* Records for this task *
========

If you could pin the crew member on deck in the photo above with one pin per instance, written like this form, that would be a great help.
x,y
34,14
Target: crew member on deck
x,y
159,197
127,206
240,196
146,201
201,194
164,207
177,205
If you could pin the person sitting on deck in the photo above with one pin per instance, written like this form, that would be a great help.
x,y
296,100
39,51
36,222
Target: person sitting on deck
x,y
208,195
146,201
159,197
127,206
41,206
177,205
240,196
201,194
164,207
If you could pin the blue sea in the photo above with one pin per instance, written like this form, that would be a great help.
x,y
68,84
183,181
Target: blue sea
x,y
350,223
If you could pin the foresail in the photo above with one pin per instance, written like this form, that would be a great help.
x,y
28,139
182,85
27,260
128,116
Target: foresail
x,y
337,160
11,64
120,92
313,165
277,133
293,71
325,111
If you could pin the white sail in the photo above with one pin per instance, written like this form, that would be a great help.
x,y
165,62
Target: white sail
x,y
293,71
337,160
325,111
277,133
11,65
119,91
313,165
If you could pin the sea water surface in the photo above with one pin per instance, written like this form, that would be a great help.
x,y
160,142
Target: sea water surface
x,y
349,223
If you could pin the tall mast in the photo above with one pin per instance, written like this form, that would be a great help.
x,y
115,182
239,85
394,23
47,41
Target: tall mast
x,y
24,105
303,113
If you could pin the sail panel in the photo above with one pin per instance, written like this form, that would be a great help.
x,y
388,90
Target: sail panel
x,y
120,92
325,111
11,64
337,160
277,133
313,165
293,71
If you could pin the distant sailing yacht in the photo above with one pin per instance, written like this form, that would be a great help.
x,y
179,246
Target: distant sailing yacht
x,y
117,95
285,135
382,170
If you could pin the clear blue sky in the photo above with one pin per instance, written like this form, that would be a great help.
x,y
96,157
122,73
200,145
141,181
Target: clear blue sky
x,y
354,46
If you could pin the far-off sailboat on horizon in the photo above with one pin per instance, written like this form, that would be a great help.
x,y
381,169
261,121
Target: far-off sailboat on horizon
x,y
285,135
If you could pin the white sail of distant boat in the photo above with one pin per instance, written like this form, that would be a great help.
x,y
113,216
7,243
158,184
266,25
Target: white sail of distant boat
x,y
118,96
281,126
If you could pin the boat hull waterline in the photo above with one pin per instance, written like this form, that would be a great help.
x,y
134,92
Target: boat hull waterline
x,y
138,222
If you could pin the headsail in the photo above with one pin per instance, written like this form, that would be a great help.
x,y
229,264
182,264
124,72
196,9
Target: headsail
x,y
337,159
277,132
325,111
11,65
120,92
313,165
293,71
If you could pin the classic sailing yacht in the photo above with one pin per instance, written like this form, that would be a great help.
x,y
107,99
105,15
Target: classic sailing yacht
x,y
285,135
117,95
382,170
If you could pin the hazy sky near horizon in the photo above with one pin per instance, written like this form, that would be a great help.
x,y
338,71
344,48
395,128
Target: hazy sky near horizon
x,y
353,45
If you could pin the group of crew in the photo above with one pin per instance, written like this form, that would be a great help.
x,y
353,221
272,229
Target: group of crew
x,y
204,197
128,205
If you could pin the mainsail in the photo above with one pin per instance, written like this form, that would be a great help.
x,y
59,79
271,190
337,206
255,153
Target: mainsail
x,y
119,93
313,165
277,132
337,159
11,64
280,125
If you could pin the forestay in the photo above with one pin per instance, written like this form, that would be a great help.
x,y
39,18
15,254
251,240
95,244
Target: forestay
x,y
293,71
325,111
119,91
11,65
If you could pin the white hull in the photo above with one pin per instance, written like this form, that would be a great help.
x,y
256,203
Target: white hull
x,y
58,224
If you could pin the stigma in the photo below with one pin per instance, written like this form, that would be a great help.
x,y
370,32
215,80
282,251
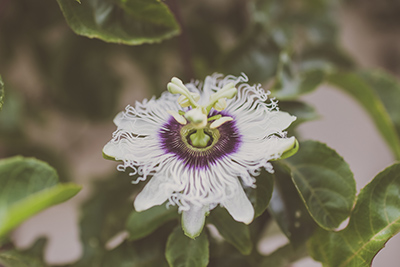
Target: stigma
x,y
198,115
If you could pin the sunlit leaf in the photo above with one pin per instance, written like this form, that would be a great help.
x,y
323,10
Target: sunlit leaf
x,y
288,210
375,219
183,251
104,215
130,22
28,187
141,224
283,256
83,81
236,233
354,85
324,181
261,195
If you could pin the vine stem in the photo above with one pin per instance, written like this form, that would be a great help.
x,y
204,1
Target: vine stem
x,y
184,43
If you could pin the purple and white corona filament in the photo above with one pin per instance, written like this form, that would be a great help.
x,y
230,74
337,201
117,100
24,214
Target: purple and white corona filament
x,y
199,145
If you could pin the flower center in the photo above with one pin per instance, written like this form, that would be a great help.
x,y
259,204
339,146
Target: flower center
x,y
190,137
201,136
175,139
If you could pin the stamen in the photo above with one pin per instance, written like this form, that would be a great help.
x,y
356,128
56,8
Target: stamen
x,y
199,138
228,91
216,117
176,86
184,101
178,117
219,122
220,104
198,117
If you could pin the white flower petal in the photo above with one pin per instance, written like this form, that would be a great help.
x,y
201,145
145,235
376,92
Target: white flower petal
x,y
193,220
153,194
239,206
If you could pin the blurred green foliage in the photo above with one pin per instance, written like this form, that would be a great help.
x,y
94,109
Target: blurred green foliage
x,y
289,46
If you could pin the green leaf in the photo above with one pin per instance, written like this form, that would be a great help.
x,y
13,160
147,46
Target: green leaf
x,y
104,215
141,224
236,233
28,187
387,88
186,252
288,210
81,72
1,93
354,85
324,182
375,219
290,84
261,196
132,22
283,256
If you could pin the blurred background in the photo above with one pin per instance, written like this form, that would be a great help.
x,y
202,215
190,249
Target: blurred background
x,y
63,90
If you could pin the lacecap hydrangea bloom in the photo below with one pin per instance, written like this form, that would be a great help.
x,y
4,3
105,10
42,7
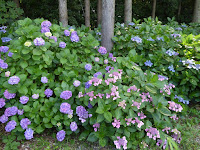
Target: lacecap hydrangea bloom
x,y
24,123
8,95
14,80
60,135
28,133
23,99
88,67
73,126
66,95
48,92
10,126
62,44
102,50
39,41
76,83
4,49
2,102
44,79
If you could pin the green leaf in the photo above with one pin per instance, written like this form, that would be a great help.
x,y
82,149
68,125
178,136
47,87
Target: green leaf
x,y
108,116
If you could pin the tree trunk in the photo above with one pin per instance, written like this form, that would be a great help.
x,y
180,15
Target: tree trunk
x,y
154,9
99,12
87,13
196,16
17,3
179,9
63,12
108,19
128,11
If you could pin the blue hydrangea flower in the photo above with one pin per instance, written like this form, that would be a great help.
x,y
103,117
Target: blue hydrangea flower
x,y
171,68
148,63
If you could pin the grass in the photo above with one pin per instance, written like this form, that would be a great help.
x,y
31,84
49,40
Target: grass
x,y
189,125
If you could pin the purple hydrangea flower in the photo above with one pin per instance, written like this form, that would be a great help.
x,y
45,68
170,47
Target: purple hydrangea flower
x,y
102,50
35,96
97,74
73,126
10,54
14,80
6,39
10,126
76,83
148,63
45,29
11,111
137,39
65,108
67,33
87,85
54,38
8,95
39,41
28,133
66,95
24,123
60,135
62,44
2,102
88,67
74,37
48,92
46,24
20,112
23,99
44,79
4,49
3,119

========

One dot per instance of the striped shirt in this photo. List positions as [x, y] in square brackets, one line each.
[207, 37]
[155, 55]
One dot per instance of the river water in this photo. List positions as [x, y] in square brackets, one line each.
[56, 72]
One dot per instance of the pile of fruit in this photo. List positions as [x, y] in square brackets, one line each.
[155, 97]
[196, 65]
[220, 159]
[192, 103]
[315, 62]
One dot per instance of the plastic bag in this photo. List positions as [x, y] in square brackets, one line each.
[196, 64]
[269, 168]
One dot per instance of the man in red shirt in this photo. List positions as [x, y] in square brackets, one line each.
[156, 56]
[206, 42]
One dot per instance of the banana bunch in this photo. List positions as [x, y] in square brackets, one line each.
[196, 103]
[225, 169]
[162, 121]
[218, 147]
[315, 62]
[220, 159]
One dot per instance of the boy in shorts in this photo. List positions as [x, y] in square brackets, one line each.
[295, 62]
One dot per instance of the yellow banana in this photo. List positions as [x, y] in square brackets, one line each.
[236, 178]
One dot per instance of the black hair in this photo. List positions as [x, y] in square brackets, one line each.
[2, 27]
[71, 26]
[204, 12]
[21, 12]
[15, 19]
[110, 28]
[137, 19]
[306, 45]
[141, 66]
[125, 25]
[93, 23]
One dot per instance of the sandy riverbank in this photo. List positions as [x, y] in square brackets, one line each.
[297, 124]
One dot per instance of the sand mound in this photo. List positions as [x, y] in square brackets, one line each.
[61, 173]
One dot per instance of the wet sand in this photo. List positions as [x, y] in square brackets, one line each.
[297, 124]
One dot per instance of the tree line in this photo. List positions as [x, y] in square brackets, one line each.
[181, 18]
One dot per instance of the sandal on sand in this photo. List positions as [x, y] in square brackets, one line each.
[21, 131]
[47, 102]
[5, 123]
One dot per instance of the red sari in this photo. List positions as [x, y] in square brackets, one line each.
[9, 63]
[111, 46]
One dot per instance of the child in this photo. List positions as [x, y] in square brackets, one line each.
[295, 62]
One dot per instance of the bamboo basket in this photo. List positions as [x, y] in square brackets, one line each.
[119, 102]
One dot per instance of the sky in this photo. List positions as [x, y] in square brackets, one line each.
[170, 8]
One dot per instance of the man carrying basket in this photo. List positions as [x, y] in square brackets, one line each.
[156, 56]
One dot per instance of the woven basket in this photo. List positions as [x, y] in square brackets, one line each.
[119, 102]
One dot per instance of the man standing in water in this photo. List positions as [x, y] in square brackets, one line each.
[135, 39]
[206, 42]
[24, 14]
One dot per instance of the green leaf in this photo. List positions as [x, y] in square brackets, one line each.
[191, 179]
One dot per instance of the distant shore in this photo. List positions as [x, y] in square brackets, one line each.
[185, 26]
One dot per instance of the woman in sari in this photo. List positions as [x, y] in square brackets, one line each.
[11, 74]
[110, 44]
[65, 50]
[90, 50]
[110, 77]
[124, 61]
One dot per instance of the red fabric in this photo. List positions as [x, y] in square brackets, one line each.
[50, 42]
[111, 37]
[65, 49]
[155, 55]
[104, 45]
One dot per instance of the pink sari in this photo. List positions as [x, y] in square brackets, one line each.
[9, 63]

========

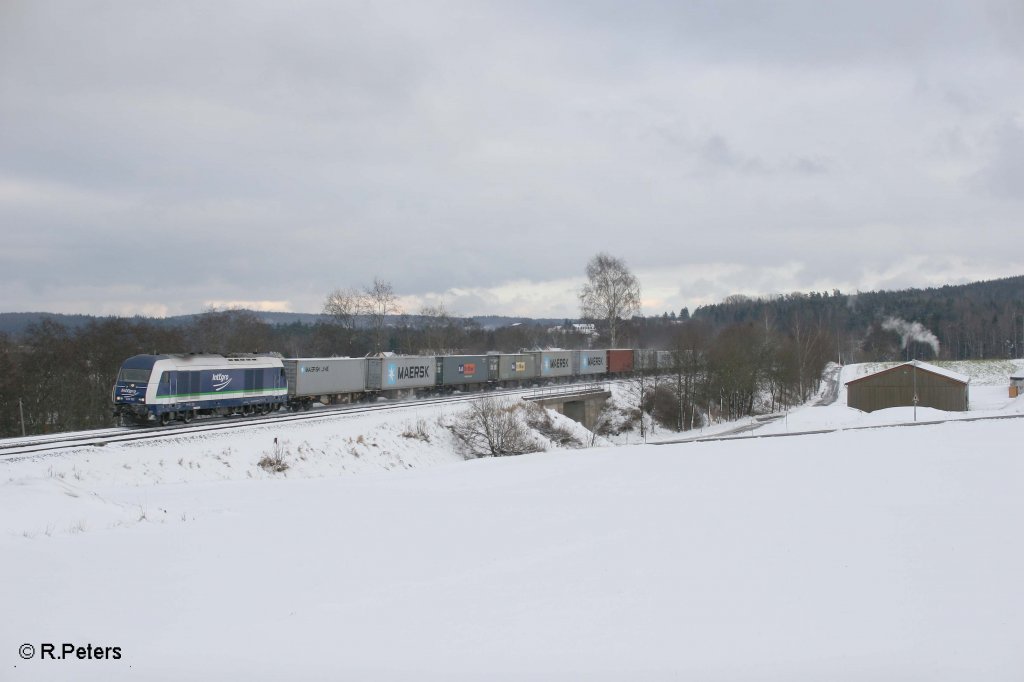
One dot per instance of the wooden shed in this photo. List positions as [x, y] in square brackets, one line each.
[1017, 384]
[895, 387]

========

* Assignment *
What lines above contain the word "below"? Please copy each one.

* Written solution *
If you could pin the stigma in the photo below with one pin per instance, written like this form, that would be a great help.
If you could pin the lacecap hydrangea bloom in the photo below with one pin per instance, written like this form, that would be a great help.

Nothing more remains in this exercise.